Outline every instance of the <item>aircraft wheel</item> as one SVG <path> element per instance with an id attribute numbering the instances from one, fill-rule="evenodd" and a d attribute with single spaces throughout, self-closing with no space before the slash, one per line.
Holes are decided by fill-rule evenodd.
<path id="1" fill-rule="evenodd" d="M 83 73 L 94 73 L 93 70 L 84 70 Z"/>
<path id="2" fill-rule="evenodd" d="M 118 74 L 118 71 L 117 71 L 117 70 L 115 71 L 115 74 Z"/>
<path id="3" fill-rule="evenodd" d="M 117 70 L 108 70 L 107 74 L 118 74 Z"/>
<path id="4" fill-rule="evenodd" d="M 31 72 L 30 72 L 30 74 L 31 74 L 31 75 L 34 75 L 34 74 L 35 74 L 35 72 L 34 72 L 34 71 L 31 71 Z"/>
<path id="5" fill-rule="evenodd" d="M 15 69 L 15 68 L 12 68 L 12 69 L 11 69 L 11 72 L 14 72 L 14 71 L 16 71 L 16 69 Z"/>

^^^^

**Requirement**.
Return the entries above exactly as they were written.

**Response area**.
Outline every instance of the <item>aircraft wheel</item> as one SVG <path> element per instance with an id attribute numbering the instances from one, fill-rule="evenodd" and a d attribute with single spaces throughout, self-closing with no space before the slash, one per line.
Holes are decided by fill-rule evenodd.
<path id="1" fill-rule="evenodd" d="M 83 73 L 94 73 L 93 70 L 84 70 Z"/>
<path id="2" fill-rule="evenodd" d="M 118 74 L 118 71 L 117 71 L 117 70 L 115 71 L 115 74 Z"/>
<path id="3" fill-rule="evenodd" d="M 117 70 L 108 70 L 107 74 L 118 74 Z"/>
<path id="4" fill-rule="evenodd" d="M 31 72 L 30 72 L 30 74 L 31 74 L 31 75 L 34 75 L 34 74 L 35 74 L 35 72 L 34 72 L 34 71 L 31 71 Z"/>
<path id="5" fill-rule="evenodd" d="M 15 69 L 15 68 L 12 68 L 12 69 L 11 69 L 11 72 L 14 72 L 14 71 L 16 71 L 16 69 Z"/>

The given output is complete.